**Provided passage:**
4. On the first Memorial Day, General James Garfield made a speech at the Arlington National Cemetery, and over 5,000 participants decorated the 20,000 graves of fallen soldiers buried there.
5. Congress passed a law in 2000 that requires all Americans to stop what they are doing at 3pm on Memorial Day to remember and to honor those who have died serving the United States. President Clinton signed this action.
6. Northern states adopted Memorial Day (known as the Decorative Day back then) earlier and with more enthusiasm than the former Confederate states.
In fact, it was not until after the World War I when the South finally adopted the holiday. At that time, the purpose of Memorial Day was broadened to include American soldiers fallen in all wars, not just in the Civil War.
7. Logan probably adapted the idea from earlier events in the South. Even before the war ended, women’s groups across much of the South were gathering informally to decorate the graves of Confederate dead.
In April 1886, the Ladies Memorial Association of Columbus, Georgia resolved to commemorate the fallen once a year—a decision that seems to have influenced John Logan to follow suit, according to his own wife.
However, southern commemorations were rarely held on one standard day, with observations differing by state and spread out across much of the spring and early summer. It’s a tradition that continues today: Nine southern states officially recognize a Confederate Memorial Day, with events held on Confederate President Jefferson Davis’ birthday, the day on which General Thomas “Stonewall” Jackson was killed, or to commemorate other symbolic events.
8. New York was the first state to officially announce Memorial Day as a holiday in 1873. By 1890, the holiday was recognized as an official holiday by all of the northern states.

**Dataset section:**
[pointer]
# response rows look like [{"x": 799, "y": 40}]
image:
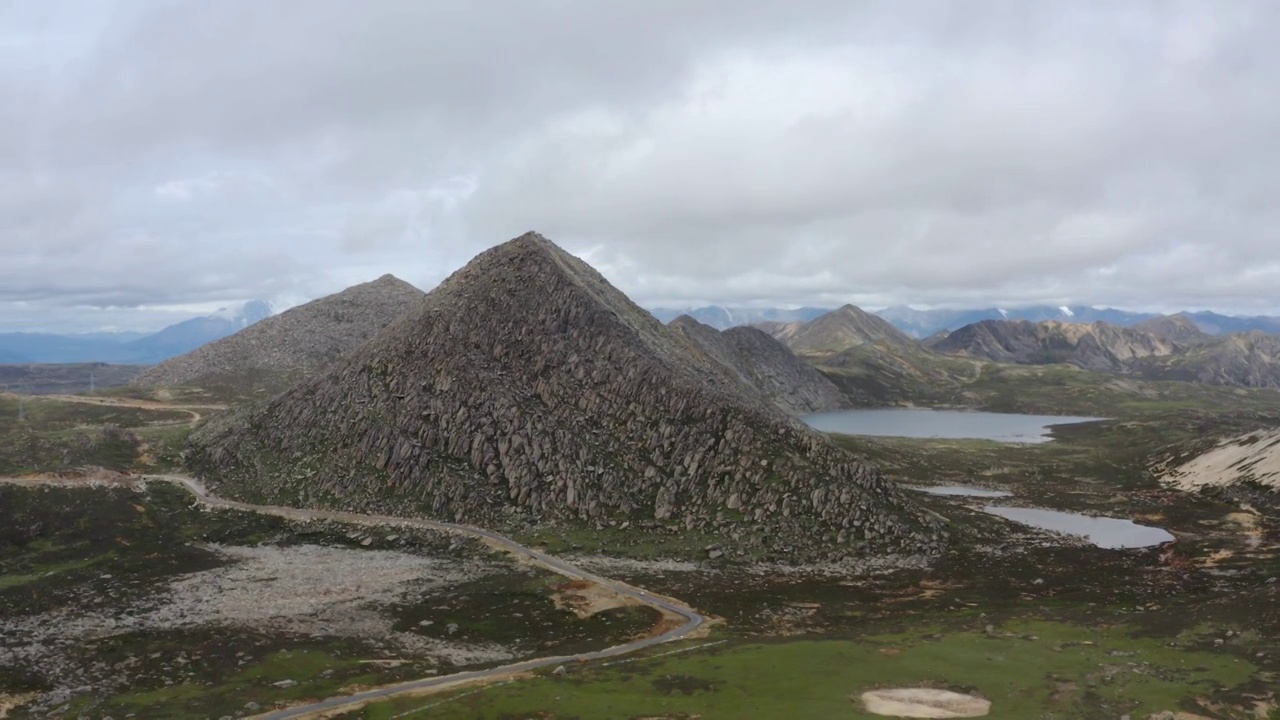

**Problem set:**
1. Using the Memorial Day text, decide whether each statement agrees with it: (a) New York was the first state to officially announce Memorial Day as a holiday. (b) The former Confederate states adopted Memorial Day earlier than the Northern states did. (c) The law Congress passed in 2000 asks Americans to stop what they are doing at noon on Memorial Day. Answer yes or no for each, and quote the words from the text that settle it.
2. Print the part of the Memorial Day text between "4. On the first" and "the Civil War.", inclusive.
You don't need the lines for any of this.

**Task-by-task outputs:**
1.
(a) Yes: "New York was the first state to officially announce Memorial Day as a holiday in 1873."
(b) No: "Northern states adopted Memorial Day (known as the Decorative Day back then) earlier and with more enthusiasm than the former Confederate states."
(c) No: "stop what they are doing at 3pm on Memorial Day"

2.
4. On the first Memorial Day, General James Garfield made a speech at the Arlington National Cemetery, and over 5,000 participants decorated the 20,000 graves of fallen soldiers buried there.
5. Congress passed a law in 2000 that requires all Americans to stop what they are doing at 3pm on Memorial Day to remember and to honor those who have died serving the United States. President Clinton signed this action.
6. Northern states adopted Memorial Day (known as the Decorative Day back then) earlier and with more enthusiasm than the former Confederate states.
In fact, it was not until after the World War I when the South finally adopted the holiday. At that time, the purpose of Memorial Day was broadened to include American soldiers fallen in all wars, not just in the Civil War.